## PROBLEM DETAILS
Please format the entries below as a two-column CSV with the headers entry and answer, one row per entry. Put each entry's full text and its complete answer in one quoted field apiece, turning line breaks into spaces.

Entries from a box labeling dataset
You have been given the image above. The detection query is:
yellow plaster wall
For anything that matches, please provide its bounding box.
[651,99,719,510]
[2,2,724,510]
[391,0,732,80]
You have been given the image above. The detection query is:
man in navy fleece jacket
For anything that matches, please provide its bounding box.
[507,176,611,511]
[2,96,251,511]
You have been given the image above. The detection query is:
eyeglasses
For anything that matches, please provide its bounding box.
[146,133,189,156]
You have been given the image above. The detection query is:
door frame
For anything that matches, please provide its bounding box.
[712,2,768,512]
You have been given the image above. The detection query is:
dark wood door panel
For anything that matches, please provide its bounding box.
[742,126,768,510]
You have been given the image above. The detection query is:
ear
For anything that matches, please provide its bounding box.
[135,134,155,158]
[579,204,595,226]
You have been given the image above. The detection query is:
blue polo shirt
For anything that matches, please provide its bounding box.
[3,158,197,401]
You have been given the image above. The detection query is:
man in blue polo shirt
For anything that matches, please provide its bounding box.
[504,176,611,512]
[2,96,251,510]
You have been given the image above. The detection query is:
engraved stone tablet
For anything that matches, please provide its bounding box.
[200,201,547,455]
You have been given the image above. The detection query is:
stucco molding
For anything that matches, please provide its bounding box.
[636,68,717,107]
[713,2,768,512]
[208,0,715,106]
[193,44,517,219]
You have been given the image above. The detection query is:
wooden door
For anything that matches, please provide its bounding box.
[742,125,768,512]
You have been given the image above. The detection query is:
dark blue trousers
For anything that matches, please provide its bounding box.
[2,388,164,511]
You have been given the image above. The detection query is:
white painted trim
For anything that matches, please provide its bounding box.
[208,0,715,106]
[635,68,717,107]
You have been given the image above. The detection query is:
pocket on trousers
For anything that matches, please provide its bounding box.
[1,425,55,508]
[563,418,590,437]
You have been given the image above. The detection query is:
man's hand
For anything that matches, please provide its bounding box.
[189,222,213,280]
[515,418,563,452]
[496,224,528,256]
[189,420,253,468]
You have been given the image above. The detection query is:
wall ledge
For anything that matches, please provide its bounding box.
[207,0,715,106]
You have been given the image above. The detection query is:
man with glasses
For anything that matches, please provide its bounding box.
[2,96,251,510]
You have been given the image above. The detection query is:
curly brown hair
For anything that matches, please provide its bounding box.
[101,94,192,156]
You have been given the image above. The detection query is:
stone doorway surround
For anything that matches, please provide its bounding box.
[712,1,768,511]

## SOLUTION TO THE EXERCISE
entry,answer
"You have been given the image above. The detection query is: yellow plaster wall For anything that matches, please provide its bounding box.","[651,99,719,510] [2,2,724,510] [391,0,732,80]"
"You have been given the image above. The detection query is: man in navy fleece jacket For anything that matches, please provide its bounding box.","[507,176,611,511] [2,96,251,511]"
"You have been given the image above. The detection query is: eyeglasses For anything that matches, please provide its bounding box.","[146,133,189,156]"
"You have been given the image above. The detection query is: door frame For anything that matches, please provide its bounding box.","[712,2,768,512]"
"You have been given the image above. The detection query is: dark wood door panel For anything that matches, please provide its bounding box.","[742,126,768,510]"
"You have been given the image above. The detection query is: ear For anything that matches, please provide its bounding box.","[135,134,155,158] [579,204,595,226]"
"You have been given the image above. The detection query is: blue polo shirt For anything that matches, please provide its bounding box.","[3,158,197,401]"
"You have been given the image above. The detection query is: man in blue polo shirt For anything that matches, please provide its bounding box.","[504,176,611,512] [2,96,251,510]"
"You have been given the image above. The detection query is: engraved stone tablet For anything that matches, please provide its bounding box.","[200,201,547,455]"
"You have been given the image above. The detection query is: stucco molding For anything that matches, please provide its bounding box.","[636,68,717,107] [713,2,768,512] [208,0,715,106] [193,44,517,219]"
"You have been given the image above. The detection query is: wooden door For anything that matches, please provide its bounding box.","[742,125,768,512]"
"You have been given the image above. The detection query is: dark blue trousers For anything that matches, please provide its bounding box.","[2,388,164,511]"
"You have been given the image above. The detection query is: white painted trim For anything that matches, please provide its bounding box.","[208,0,715,106] [635,68,717,107]"
"You have been given the image above. The detection query is: pocket on trousers For anything that matches, please provide its bounding box.","[1,425,55,508] [563,418,590,437]"
"You have been given the image above. The detection query is: man's hand For anything that matches, please provide its bounding box.","[189,222,213,280] [515,418,563,452] [496,224,528,256] [189,420,253,468]"
"You have been given the image above. The detection query is: wall ledge For anything that matches, please provide its bounding box.","[207,0,715,106]"
"You have been given the image above. The detection query is: man with glasses For anything that matches, please provide its bounding box.","[2,96,251,510]"
"You have been given the image above. The detection query is: curly brown hair For anything that matches, please provide its bounding box.","[101,94,192,156]"
"You have been given the image above. The detection query is: stone doorway surround For anything that matches, please provide its bounding box.","[712,1,768,511]"